## Aim
Write out the data as a numbered list, skipping blank lines, from the line containing "Place a pin on every instance of the dark sea" through the end of the data, both included. Give only those lines.

## Data for the task
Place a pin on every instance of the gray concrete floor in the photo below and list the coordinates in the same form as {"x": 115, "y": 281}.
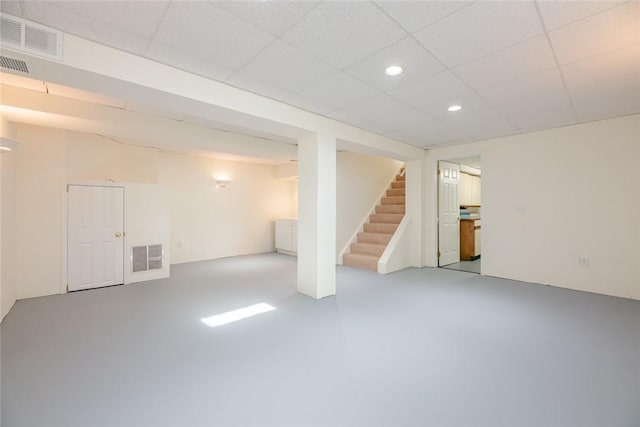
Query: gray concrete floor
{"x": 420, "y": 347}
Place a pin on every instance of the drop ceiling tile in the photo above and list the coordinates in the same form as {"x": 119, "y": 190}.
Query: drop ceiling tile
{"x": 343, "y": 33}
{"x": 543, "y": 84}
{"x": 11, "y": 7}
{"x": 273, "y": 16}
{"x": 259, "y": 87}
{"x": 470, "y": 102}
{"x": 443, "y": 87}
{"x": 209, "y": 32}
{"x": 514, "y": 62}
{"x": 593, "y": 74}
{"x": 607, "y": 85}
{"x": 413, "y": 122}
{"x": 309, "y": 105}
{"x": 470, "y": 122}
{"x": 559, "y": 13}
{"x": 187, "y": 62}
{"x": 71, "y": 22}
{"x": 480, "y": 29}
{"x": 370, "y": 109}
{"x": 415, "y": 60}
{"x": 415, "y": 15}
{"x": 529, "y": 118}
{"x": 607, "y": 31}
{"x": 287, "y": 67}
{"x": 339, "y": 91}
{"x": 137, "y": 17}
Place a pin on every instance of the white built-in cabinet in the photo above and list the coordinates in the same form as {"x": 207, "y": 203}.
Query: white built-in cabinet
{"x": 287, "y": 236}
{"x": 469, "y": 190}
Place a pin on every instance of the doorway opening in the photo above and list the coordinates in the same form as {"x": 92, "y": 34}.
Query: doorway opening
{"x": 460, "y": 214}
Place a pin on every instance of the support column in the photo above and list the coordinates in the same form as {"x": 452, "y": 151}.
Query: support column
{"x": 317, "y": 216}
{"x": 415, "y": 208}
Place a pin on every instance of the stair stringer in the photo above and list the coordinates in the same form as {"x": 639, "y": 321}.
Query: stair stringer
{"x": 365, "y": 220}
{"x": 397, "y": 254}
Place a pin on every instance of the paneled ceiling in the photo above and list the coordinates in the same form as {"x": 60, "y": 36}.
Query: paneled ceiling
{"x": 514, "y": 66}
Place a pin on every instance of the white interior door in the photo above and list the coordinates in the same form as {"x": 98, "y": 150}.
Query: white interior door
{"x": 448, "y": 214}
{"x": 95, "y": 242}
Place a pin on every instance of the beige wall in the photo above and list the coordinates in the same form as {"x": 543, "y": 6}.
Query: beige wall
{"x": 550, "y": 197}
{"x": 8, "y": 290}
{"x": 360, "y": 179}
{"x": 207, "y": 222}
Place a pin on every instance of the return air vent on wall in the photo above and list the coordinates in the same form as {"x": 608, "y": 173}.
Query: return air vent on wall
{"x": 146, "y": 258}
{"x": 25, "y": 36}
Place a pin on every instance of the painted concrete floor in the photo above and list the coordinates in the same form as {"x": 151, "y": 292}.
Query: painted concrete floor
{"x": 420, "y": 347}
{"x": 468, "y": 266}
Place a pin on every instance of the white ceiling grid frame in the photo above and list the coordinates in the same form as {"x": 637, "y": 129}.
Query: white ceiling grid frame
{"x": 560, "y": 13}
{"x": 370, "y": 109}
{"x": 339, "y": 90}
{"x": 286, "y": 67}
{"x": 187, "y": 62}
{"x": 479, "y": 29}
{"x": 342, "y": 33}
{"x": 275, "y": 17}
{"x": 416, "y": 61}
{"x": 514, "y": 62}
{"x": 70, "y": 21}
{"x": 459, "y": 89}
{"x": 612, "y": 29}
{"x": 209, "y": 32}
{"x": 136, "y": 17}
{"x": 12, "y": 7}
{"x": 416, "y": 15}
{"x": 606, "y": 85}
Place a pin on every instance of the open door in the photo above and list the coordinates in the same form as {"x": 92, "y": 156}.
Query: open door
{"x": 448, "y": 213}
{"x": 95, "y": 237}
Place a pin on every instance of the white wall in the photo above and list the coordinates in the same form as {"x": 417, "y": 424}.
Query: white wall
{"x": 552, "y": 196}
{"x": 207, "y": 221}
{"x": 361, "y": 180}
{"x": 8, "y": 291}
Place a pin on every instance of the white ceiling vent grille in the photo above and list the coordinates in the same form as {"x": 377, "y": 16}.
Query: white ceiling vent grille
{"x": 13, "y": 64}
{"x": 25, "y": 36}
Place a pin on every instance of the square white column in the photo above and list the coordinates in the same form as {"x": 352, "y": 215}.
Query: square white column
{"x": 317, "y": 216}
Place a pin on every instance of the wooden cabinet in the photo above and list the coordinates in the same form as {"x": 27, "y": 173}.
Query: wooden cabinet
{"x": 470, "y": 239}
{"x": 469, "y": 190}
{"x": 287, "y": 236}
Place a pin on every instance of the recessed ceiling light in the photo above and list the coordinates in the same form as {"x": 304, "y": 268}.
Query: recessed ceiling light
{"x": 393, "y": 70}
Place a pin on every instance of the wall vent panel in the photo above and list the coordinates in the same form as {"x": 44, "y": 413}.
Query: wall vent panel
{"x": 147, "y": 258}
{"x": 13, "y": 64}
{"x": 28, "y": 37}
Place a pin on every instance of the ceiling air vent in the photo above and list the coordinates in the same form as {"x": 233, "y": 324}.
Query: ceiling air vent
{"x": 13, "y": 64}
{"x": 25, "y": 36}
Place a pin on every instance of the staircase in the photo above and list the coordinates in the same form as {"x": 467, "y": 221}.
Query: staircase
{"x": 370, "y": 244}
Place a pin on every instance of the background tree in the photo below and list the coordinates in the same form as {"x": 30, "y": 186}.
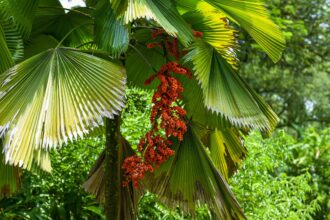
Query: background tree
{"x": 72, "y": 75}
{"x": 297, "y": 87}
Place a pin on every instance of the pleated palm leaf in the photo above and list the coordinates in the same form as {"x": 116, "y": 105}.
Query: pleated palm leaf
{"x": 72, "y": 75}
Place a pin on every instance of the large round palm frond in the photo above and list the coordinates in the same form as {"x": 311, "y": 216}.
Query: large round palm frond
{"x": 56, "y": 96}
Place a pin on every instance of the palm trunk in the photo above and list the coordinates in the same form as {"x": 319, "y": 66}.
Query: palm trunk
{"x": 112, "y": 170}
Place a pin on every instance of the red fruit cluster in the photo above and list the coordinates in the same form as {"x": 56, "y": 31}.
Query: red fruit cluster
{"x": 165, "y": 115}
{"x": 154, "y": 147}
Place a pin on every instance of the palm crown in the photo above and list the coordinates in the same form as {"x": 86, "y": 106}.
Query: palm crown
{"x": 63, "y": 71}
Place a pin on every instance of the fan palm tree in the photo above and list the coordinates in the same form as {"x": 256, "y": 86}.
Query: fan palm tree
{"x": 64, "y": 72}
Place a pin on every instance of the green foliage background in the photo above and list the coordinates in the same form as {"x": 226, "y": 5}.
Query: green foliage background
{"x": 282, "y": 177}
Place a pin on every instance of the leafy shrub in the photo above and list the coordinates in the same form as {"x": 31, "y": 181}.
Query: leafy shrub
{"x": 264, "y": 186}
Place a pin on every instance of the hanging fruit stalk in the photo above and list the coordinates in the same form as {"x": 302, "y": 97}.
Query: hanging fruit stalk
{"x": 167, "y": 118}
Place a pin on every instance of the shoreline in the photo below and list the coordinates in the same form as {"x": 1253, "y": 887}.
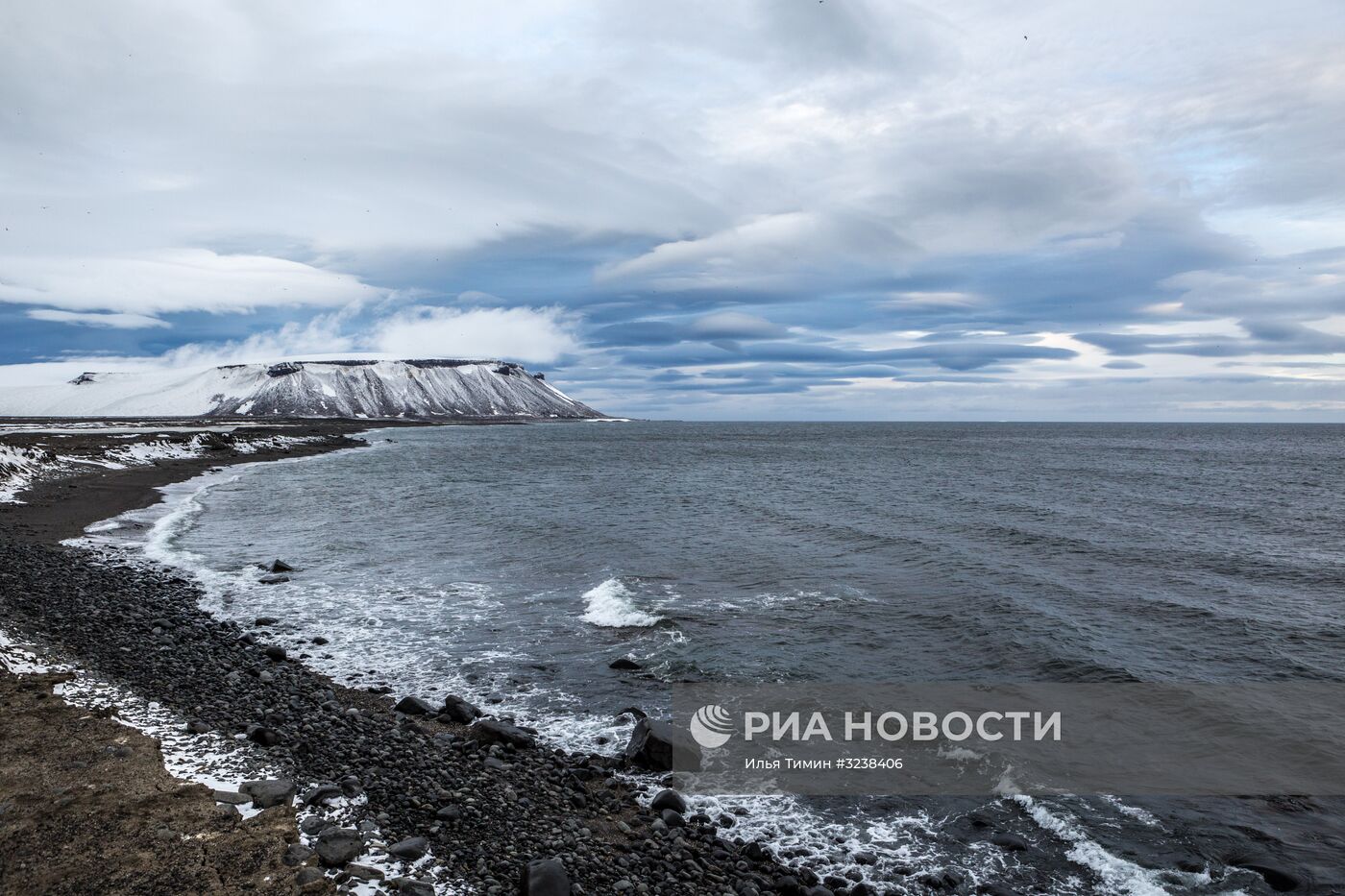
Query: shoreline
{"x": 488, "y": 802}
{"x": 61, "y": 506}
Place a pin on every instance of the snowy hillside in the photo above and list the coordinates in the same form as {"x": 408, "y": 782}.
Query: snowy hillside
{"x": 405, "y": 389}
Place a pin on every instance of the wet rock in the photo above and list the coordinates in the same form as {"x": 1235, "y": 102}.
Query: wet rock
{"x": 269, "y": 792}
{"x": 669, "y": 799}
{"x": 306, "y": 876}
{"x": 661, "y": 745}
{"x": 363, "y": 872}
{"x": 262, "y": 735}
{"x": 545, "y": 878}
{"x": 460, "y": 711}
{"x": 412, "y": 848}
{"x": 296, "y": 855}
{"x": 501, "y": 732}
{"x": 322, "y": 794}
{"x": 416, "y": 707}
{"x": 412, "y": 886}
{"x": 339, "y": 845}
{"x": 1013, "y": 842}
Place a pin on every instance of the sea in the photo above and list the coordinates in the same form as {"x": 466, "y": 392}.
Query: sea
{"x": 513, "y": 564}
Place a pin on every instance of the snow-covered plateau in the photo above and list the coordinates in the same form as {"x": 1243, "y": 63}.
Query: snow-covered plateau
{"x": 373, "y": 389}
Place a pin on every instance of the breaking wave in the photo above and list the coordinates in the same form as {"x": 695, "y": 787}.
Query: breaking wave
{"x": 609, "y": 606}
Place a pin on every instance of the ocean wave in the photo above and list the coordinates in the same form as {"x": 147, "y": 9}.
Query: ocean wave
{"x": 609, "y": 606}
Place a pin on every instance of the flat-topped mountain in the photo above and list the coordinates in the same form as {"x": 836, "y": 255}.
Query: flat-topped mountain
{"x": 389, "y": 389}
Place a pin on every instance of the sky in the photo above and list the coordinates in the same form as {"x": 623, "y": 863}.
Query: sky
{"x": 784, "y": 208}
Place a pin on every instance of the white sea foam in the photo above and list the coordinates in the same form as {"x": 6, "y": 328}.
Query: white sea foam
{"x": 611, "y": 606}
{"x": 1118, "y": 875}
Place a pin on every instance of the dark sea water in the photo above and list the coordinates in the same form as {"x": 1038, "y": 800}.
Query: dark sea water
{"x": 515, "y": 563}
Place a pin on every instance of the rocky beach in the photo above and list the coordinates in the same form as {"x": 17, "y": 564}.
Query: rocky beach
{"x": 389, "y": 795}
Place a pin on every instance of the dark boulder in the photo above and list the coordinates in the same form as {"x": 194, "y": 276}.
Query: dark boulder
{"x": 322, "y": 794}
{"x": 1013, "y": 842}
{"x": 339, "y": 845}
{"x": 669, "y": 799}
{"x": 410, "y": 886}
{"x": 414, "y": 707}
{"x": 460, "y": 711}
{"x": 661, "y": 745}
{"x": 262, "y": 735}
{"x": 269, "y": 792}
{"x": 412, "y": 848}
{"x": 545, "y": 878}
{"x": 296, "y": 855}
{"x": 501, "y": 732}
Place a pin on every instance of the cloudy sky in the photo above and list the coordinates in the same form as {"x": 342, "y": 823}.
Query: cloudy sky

## Reply
1. Place a pin on every instance of the dark sea water in the photo above and list the coordinates in the same form as {"x": 1038, "y": 800}.
2. Query: dark sea water
3. {"x": 515, "y": 563}
4. Place a pin on every instance of the rocky beach in the photo above and list the coordinates in the same form as {"x": 17, "y": 564}.
5. Query: rocky beach
6. {"x": 389, "y": 795}
7. Place a pin on every instance of the dark boulder in the photo above and list the coordinates in the same form as {"x": 194, "y": 276}.
8. Query: dark boulder
9. {"x": 322, "y": 794}
10. {"x": 1013, "y": 842}
11. {"x": 339, "y": 845}
12. {"x": 669, "y": 799}
13. {"x": 410, "y": 886}
14. {"x": 414, "y": 707}
15. {"x": 460, "y": 711}
16. {"x": 661, "y": 745}
17. {"x": 262, "y": 735}
18. {"x": 269, "y": 792}
19. {"x": 412, "y": 848}
20. {"x": 545, "y": 878}
21. {"x": 296, "y": 855}
22. {"x": 501, "y": 732}
23. Place a pin on every instance of the cloudy sky in the photo above and list the coordinates in the same form as {"x": 342, "y": 823}.
24. Query: cloudy sky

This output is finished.